To do
Turn every line of the items below into a numbered list, skipping any blank lines.

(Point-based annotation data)
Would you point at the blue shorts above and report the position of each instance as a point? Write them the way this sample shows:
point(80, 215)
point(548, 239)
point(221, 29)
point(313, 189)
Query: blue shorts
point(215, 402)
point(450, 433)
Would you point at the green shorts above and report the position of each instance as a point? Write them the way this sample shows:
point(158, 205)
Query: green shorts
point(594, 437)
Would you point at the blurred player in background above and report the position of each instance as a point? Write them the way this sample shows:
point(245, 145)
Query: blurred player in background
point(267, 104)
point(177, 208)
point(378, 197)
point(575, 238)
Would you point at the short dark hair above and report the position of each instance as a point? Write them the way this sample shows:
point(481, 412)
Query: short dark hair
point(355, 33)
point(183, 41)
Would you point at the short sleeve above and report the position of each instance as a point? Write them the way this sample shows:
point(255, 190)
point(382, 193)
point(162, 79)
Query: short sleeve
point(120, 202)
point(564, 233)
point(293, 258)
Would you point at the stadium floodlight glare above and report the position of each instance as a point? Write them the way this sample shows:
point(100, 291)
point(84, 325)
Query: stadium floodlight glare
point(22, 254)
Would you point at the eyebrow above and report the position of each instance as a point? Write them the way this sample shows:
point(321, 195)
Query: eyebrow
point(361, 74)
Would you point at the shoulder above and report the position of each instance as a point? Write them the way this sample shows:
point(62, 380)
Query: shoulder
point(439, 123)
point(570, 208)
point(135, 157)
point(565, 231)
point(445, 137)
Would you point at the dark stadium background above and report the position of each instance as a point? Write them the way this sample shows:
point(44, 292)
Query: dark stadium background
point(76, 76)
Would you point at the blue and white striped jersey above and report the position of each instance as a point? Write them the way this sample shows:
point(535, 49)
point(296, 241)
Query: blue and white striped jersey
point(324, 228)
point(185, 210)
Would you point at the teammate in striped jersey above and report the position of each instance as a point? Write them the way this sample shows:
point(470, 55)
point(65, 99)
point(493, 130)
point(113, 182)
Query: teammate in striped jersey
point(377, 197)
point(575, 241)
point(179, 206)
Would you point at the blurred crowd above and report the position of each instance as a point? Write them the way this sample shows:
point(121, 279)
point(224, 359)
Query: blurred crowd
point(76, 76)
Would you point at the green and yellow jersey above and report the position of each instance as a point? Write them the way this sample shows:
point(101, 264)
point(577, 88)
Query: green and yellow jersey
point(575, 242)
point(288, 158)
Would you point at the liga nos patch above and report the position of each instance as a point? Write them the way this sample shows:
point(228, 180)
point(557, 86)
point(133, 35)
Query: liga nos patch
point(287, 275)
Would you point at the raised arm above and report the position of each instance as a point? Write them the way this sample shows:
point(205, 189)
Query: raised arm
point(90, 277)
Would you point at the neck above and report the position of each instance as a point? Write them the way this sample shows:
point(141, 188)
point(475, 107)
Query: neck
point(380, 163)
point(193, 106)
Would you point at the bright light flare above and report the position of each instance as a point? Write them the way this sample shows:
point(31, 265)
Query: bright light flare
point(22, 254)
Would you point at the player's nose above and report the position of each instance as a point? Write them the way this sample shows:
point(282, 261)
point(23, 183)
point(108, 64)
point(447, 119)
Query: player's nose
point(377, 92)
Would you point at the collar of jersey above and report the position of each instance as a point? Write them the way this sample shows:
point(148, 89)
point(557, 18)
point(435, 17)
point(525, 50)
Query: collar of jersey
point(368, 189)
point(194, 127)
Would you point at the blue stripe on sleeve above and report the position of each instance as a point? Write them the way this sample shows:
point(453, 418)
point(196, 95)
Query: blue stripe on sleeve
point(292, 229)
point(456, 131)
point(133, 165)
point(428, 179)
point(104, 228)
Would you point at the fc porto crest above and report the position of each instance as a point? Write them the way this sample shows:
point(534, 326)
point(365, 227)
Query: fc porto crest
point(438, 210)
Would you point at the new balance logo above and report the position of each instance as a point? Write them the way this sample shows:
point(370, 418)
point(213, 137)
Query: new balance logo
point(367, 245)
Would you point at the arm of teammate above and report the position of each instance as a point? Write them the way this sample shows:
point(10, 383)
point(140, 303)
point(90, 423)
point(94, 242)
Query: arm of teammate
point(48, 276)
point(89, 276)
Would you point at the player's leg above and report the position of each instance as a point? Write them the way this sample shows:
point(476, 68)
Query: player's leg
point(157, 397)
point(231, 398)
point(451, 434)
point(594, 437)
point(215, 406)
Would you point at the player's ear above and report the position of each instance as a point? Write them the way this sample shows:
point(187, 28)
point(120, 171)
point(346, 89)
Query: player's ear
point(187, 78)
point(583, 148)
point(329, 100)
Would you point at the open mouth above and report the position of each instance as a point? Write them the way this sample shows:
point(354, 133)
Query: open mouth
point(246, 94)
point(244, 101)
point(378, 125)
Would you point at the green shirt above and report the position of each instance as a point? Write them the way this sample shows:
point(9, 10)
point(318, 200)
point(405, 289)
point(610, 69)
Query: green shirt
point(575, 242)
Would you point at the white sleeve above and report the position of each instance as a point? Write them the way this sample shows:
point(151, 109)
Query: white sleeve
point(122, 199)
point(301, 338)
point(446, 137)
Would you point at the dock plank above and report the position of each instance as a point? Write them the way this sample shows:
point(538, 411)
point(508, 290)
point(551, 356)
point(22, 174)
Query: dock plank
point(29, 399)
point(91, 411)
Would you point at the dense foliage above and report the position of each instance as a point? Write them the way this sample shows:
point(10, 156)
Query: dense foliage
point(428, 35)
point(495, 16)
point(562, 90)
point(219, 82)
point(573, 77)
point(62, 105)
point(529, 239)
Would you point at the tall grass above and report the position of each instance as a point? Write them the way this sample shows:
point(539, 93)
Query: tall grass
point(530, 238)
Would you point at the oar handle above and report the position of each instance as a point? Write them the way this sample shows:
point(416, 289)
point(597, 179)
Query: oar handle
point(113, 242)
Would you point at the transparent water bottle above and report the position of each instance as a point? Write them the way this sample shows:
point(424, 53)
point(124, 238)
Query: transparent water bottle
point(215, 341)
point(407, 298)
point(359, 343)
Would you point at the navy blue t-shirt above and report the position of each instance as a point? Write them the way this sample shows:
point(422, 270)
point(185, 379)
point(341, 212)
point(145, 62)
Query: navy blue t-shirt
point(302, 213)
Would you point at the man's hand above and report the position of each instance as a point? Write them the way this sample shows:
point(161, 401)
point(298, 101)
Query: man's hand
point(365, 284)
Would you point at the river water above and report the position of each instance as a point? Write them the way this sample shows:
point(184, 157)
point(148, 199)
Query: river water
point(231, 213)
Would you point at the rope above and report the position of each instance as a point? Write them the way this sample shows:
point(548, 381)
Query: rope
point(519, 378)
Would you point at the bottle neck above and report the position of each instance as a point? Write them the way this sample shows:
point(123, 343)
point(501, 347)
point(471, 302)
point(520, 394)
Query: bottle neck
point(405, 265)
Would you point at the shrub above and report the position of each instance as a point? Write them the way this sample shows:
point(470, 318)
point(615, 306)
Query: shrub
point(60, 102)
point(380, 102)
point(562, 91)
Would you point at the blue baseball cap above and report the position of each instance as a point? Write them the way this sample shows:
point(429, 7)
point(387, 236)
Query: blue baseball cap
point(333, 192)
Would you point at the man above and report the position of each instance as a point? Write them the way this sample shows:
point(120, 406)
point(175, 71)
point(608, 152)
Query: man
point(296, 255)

Final result
1. Would you point at the blue shorts above and report the position of each instance as a point? Write them the way this sample shows:
2. point(80, 215)
3. point(548, 239)
4. point(221, 29)
5. point(313, 189)
6. Query: blue shorts
7. point(215, 402)
8. point(450, 433)
9. Would you point at the green shorts above and report the position of each instance as a point? Write them the way this sample shows:
10. point(158, 205)
11. Query: green shorts
12. point(594, 437)
13. Would you point at the blurred player in background above and report the position of each instance as a point? Write them the way this sample shows:
14. point(245, 145)
15. Query: blurred player in background
16. point(267, 104)
17. point(177, 208)
18. point(378, 197)
19. point(575, 238)
20. Would you point at the short dark hair above and report the position of each instance as a point? Write them the way this sample shows:
21. point(481, 412)
22. Query: short dark hair
23. point(355, 33)
24. point(183, 41)
25. Would you point at the short sleeve above and report the position of each instance as a point? Write them the way this sample shows:
26. point(255, 190)
27. point(382, 193)
28. point(162, 79)
29. Query: short sleeve
30. point(120, 202)
31. point(564, 233)
32. point(293, 258)
33. Would you point at the stadium floodlight glare above and report the position of each instance as a point? Write them the way this sample shows:
34. point(100, 291)
35. point(84, 325)
36. Query: stadium floodlight glare
37. point(22, 254)
38. Would you point at the eyebrow above and report the position of each instance as a point? Write them the way this sample shows:
39. point(321, 195)
40. Query: eyebrow
41. point(361, 74)
42. Would you point at the shoulder above and report the position of each instance as a point? Write them the way this sample shows:
43. point(62, 380)
44. Query: shoulder
45. point(439, 123)
46. point(570, 208)
47. point(135, 157)
48. point(565, 231)
49. point(445, 137)
50. Would you point at the dark stadium background above and report the position of each instance as a point? Write them the way this sample shows:
51. point(44, 292)
52. Query: dark stadium background
53. point(76, 76)
54. Would you point at the blue and white striped jersey above and report the position of each instance as a point? Write them the way this sample shows:
55. point(535, 49)
56. point(296, 241)
57. Query: blue and white striped jersey
58. point(324, 228)
59. point(185, 210)
60. Would you point at the teammate in striped jersey above and report the position of each instance as a point? Write them the way this sample shows:
61. point(470, 55)
62. point(65, 99)
63. point(493, 130)
64. point(113, 182)
65. Query: teammate in striped jersey
66. point(377, 197)
67. point(575, 241)
68. point(179, 206)
69. Would you point at the blurred crowd above and report the position of each instance as a point? Write them the way this sample shows:
70. point(121, 279)
71. point(224, 359)
72. Query: blurred crowd
73. point(76, 76)
74. Would you point at the green and yellow jersey above and report the position of each instance as a point? Write them the way this sample shows:
75. point(101, 264)
76. point(577, 88)
77. Query: green and yellow jersey
78. point(575, 242)
79. point(288, 158)
80. Would you point at the liga nos patch above and report the position of each instance as a point? Write them the way this sample shows:
81. point(228, 180)
82. point(557, 86)
83. point(133, 35)
84. Query: liga nos patch
85. point(287, 275)
86. Would you point at the raised arm above and report the position of each instance as a point? Write them the way this sample shows:
87. point(205, 189)
88. Query: raised arm
89. point(90, 277)
90. Would you point at the neck above and report the position of each instance as a point? Write them the way this sample shows:
91. point(141, 188)
92. point(475, 107)
93. Query: neck
94. point(380, 163)
95. point(193, 106)
96. Would you point at the bright light flare above and report the position of each instance as a point? Write them the way this sample shows:
97. point(31, 265)
98. Query: bright light flare
99. point(22, 254)
100. Would you point at the player's nose above and report the position of each instance as a point? Write them the way this sample shows:
101. point(282, 261)
102. point(23, 183)
103. point(108, 64)
104. point(447, 119)
105. Query: player's nose
106. point(377, 92)
107. Would you point at the collar of jersey above and report the position of each instance as a point? Write them the way this sample shows:
108. point(148, 89)
109. point(557, 18)
110. point(435, 17)
111. point(525, 50)
112. Query: collar of jersey
113. point(368, 189)
114. point(194, 127)
115. Would you point at the blue stripe on sleeve above and report the position of each instance as a point? Write them the way this sample shows:
116. point(453, 418)
117. point(196, 95)
118. Query: blue stripe on sleeve
119. point(292, 229)
120. point(456, 131)
121. point(133, 165)
122. point(428, 179)
123. point(104, 228)
124. Would you point at the fc porto crest above and report the position of each instance as a point? Write them the way this sample shows:
125. point(534, 326)
126. point(365, 227)
127. Query: fc porto crest
128. point(438, 210)
129. Would you point at the new balance logo above and report the position of each instance as a point? Write them the way this sample shows:
130. point(370, 418)
131. point(213, 137)
132. Query: new balance logo
133. point(367, 245)
134. Would you point at the arm of teammate above and report the position of each instance as a point? Write them the way this sample shows:
135. point(10, 383)
136. point(140, 303)
137. point(90, 423)
138. point(94, 242)
139. Query: arm of teammate
140. point(48, 276)
141. point(89, 276)
142. Would you point at the player's leg above and report the position of each instance as a point? Write them the way this sample shows:
143. point(476, 68)
144. Query: player's leg
145. point(157, 397)
146. point(231, 398)
147. point(451, 434)
148. point(594, 437)
149. point(215, 406)
150. Would you point at the player's ear above and report the position of each instance as a point? Write them the way this sample shows:
151. point(187, 28)
152. point(120, 171)
153. point(346, 89)
154. Query: player's ear
155. point(187, 78)
156. point(583, 148)
157. point(329, 100)
158. Would you point at the open mouth above and report the position of each instance as a point? Write them the way this sample shows:
159. point(354, 133)
160. Query: open mouth
161. point(246, 94)
162. point(244, 101)
163. point(378, 125)
164. Would you point at the green shirt above and report the position of each instance as a point? Write them the way this sample shows:
165. point(9, 10)
166. point(318, 200)
167. point(405, 289)
168. point(610, 69)
169. Query: green shirt
170. point(575, 242)
171. Would you point at the white sleeve above and report the position of each instance as a point? Write them the way this sample shows:
172. point(151, 109)
173. Query: white sleeve
174. point(122, 199)
175. point(301, 338)
176. point(446, 137)
177. Would you point at the dock plank above and report the position of each instance as a point? Write them the way this sample shows:
178. point(538, 411)
179. point(508, 290)
180. point(551, 356)
181. point(22, 174)
182. Query: dock plank
183. point(29, 399)
184. point(91, 411)
185. Would you point at the dense foliage above and report the position of each instance as a point? Write them the way this sample shows:
186. point(10, 156)
187. Query: dense foliage
188. point(428, 35)
189. point(495, 16)
190. point(562, 90)
191. point(219, 82)
192. point(573, 77)
193. point(62, 105)
194. point(529, 239)
195. Would you point at the tall grass above and report the position of each instance as a point? Write them the way this sample shows:
196. point(539, 93)
197. Query: tall grass
198. point(530, 238)
199. Would you point at the oar handle above and report the position of each instance as a point? Write them the way this sample shows:
200. point(416, 289)
201. point(597, 179)
202. Query: oar handle
203. point(113, 242)
204. Would you point at the transparent water bottle above and report the position of each instance as a point? Write them the way this sample shows:
205. point(424, 53)
206. point(124, 238)
207. Query: transparent water bottle
208. point(215, 341)
209. point(407, 298)
210. point(359, 343)
211. Would you point at the navy blue t-shirt above and report the position of each instance as a point? Write them the way this sample shows:
212. point(422, 270)
213. point(185, 379)
214. point(341, 212)
215. point(145, 62)
216. Query: navy blue t-shirt
217. point(302, 213)
218. Would you point at the man's hand above and report the position of each instance as a point? Write them the way this sample shows:
219. point(161, 401)
220. point(298, 101)
221. Query: man's hand
222. point(365, 284)
223. Would you point at the river water above and report the position of each instance as a point? Write them the way this sample shows:
224. point(184, 157)
225. point(148, 199)
226. Query: river water
227. point(231, 213)
228. Would you point at the rope above and report the position of each instance as a point? Write them the way this sample shows:
229. point(548, 381)
230. Query: rope
231. point(519, 378)
232. Would you point at the bottle neck above and report the position of each instance as a point? Write them the way this sample shows:
233. point(123, 343)
234. point(501, 347)
235. point(471, 302)
236. point(520, 394)
237. Query: bottle neck
238. point(405, 265)
239. Would you point at the shrub above and report the position of each instance as a point? Write them the way this sample shows:
240. point(470, 318)
241. point(615, 306)
242. Query: shrub
243. point(60, 102)
244. point(380, 102)
245. point(562, 91)
246. Would you point at the blue baseball cap above and report the position of each instance as a point? Write them the way this sample shows:
247. point(429, 7)
248. point(387, 236)
249. Query: blue baseball cap
250. point(333, 192)
251. Would you point at the man above and report the position of each instance as a point? Write them the way this sample shows:
252. point(120, 406)
253. point(175, 71)
254. point(608, 152)
255. Query: man
256. point(296, 255)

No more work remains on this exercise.